→ Set exercise: According to the text on the Odebrecht loan scandal, how much money did the BNDES free up for the project?

#Odebrechting – an Easter egg in the Brazilian media

Irma Palmieri as Dilma

Dilma Palmieri

Dilma Rousseff, the current President of Brazil, is leading a crumbling government, what with her poll ratings in the tweens. It’s always fun to see a chavista ally eating crow, particularly one as important for Venezuela as Rousseff.

But you know what I enjoy the most about this debacle? Brazil, with its lively democracy, its relatively unencumbered institutions, and its free press, shows us what Hugo Chávez could have become … but was too smart to let happen.

Unlike Rousseff, Chávez made sure that his ascent into a populist throne was accompanied by the squashing of anyone with real power to threaten his rule. That is why the media, the prosecutors, the judges, the military, and private businesses were all pretty much subjugated to the whims of chavismo. It’s not perchance that we really don’t have independent institutions in Venezuela any more.

Rousseff and her predecessor, Lula, could not (or, to their credit, perhaps did not want to) follow this path. The trickle trickle of scandals hitting Rousseff each week is proof that Brazil’s democracy retains a pulse. It may even be lively enough to bring her down in the coming months.

The latest scandal came today courtesy of the Brazilian weekly Época. In the article, we learn that the Brazilian Comptroller’s Office (TCU) is investigating corruption involving contracts given directly by Hugo Chávez – thanks to the intercession of Lula – to Brazilian construction firm Odebrecht for several Metro projects in Venezuela.

There appears to be a huge mismatch between the amounts disbursed by Brazil’s state-owned National Development Bank (BNDES) to Odebrecht and the work actually carried out, prompting us to wonder … who could have possibly pocketed the change …?

Here is the value added: (my translation from the Portuguese)

“The loan orchestrated by Lula and Chávez raises two main suspicions. The first has to do with the way in which the BNDES loan was approved. In order to free up the US$747 million for the project, the bank ignored its own rules by doing away with Odebrecht’s obligatory warranties, instead assuming the risk of default far above the limits established in its own statutes. The second indication of irregularities that the TCU detected is related to the “mismatch between the physical progress of the project and its financial disbursements.” In other words, BNDES sent money to Odebrecht while, at the same time, the work was not progressing in the same manner. That way, balances were accumulated overseas, and these balances were pocketed by the Venezuelan government and then passed on to the contractor to make a bit of progress. According to the TCU, close to US$201 million were given “in anticipation, without any justification related to the progress” of the project of the Los Teques metro, the most expensive of the projects Between January and April of 2010, Odebrecht had only spent 8.15% of the total value of the project while, at the same time, it was receiving hundreds of millions of dollars from the BNDES coffers, which it shared with the Venezuelan government.”

[Point placement records]
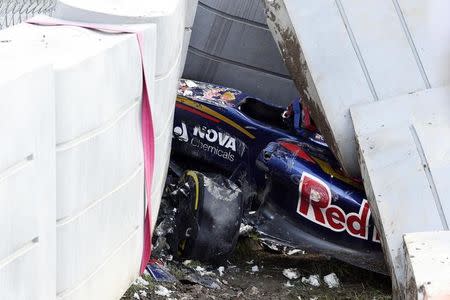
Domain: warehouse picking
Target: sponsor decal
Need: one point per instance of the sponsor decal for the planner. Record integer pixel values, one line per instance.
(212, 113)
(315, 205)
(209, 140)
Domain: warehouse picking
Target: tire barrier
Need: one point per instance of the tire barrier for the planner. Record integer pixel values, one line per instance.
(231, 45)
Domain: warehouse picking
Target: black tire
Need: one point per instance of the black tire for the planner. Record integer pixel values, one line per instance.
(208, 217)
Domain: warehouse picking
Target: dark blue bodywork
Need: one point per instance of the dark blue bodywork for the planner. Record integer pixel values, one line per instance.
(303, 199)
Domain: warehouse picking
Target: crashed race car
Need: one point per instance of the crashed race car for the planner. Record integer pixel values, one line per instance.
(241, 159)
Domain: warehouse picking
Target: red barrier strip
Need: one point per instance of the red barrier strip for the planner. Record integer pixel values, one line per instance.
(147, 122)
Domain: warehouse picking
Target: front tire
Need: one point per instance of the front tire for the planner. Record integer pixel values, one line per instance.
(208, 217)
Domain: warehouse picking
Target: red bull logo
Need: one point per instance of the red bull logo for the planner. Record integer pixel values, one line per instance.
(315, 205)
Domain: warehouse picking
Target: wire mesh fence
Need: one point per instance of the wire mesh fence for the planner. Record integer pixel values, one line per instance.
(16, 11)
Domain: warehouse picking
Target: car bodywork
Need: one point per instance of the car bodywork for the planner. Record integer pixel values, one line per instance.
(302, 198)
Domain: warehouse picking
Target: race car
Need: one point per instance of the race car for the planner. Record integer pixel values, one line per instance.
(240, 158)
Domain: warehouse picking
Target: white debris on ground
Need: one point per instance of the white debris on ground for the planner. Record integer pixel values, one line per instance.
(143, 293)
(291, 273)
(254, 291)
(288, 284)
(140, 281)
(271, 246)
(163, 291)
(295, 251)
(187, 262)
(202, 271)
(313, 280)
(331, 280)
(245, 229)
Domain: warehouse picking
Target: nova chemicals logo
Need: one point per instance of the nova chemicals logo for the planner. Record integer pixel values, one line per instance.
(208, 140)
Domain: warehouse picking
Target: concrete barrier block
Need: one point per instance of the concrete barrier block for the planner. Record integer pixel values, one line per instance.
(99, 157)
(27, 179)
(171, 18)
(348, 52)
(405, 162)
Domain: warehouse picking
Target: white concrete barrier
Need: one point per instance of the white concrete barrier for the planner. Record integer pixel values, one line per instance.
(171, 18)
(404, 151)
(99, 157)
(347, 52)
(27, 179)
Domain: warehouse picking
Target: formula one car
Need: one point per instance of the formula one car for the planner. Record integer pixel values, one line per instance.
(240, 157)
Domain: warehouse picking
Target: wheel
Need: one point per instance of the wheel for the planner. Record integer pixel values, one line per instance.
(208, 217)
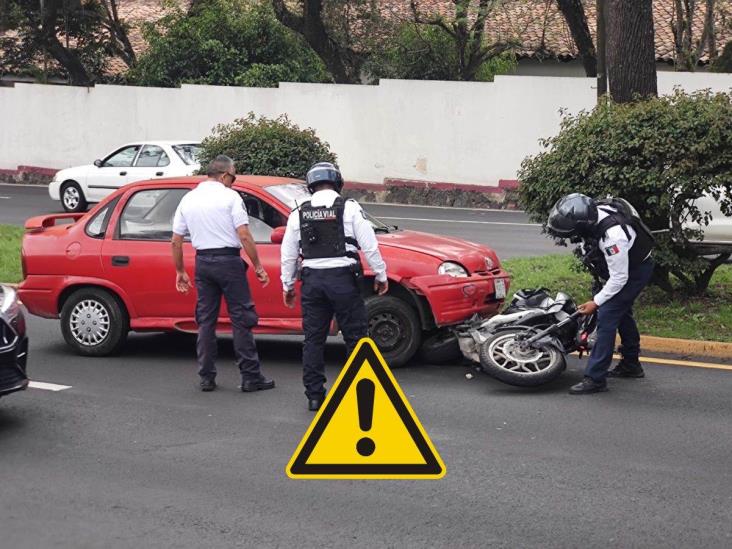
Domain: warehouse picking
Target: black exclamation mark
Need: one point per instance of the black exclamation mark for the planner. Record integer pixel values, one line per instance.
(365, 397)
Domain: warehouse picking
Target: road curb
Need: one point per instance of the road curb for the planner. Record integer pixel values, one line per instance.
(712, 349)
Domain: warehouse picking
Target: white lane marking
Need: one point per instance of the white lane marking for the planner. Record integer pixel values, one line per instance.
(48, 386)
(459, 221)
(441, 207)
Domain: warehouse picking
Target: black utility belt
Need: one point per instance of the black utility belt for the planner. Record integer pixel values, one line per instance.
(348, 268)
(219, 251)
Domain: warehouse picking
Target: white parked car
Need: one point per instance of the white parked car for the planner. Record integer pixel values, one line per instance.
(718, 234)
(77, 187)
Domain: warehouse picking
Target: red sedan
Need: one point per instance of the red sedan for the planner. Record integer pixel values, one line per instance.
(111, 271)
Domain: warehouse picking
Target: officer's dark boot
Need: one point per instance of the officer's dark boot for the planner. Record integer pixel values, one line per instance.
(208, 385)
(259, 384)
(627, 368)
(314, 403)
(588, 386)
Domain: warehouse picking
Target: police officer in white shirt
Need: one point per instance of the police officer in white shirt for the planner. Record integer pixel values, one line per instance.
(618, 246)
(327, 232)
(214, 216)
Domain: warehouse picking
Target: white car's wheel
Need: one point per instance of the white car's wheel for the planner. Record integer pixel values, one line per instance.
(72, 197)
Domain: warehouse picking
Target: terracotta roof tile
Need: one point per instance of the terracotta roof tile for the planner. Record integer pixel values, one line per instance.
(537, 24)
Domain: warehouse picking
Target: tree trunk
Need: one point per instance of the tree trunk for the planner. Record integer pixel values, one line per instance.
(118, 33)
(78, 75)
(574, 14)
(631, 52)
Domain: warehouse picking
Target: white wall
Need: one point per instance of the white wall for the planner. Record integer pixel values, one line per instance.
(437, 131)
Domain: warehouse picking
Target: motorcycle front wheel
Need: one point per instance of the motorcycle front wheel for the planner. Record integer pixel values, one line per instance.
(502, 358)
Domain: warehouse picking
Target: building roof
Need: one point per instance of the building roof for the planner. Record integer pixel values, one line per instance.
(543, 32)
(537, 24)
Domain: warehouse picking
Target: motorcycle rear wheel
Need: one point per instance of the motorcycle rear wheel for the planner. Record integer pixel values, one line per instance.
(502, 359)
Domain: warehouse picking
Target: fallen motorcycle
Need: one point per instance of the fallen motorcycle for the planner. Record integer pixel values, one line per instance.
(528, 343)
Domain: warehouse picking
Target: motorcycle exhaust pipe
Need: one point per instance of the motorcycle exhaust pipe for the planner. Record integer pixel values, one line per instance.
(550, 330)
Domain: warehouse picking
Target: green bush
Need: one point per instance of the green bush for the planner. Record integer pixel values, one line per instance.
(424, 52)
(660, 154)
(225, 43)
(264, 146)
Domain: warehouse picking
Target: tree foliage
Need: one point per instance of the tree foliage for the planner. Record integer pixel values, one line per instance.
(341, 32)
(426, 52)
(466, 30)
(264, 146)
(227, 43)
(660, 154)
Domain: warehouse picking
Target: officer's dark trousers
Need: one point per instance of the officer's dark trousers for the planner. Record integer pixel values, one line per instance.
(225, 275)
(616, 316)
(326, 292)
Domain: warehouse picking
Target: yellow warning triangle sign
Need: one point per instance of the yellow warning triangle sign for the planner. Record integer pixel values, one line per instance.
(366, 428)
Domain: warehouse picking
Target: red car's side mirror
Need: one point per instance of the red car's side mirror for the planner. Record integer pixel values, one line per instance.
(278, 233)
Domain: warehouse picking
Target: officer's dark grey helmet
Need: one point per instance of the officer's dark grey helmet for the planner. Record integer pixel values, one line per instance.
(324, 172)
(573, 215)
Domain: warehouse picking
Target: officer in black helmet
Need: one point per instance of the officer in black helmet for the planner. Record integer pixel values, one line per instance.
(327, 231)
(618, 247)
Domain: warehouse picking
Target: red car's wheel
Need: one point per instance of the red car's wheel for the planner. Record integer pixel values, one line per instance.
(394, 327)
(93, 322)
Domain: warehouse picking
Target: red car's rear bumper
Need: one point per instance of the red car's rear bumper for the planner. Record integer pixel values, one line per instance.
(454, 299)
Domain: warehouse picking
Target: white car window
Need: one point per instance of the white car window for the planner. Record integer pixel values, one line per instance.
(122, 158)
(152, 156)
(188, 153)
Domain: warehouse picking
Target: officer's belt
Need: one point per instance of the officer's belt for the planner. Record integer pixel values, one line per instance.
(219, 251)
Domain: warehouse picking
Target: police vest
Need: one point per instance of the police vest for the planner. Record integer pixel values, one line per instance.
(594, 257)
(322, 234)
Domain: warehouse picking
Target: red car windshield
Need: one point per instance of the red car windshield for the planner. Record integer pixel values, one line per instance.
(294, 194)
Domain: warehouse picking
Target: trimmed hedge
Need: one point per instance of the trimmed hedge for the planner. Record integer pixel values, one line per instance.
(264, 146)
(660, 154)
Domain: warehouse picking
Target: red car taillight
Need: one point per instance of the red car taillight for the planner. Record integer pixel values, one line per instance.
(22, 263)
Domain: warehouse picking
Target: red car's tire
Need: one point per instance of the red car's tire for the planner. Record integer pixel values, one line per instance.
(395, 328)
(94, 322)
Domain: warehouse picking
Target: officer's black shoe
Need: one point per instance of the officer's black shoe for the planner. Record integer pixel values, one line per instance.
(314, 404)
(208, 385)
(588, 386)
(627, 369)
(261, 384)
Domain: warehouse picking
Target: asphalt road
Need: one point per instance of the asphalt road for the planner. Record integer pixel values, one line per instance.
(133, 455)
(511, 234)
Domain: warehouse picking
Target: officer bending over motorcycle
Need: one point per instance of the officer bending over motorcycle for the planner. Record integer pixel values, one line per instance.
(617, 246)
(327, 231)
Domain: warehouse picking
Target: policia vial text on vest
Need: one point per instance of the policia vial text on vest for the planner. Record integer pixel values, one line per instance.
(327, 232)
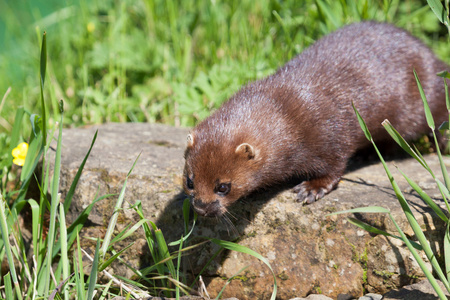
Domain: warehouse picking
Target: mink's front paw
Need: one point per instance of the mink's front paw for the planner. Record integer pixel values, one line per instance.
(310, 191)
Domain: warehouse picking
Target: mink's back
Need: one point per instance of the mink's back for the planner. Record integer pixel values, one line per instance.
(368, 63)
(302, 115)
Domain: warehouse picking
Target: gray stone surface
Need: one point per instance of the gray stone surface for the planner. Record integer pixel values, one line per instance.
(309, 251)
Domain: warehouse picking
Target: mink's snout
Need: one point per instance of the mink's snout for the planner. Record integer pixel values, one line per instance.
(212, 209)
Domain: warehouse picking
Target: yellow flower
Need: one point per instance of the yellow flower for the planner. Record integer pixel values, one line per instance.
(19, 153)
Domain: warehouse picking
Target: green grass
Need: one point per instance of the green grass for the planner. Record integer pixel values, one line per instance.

→ Answer to the task: US$747 million.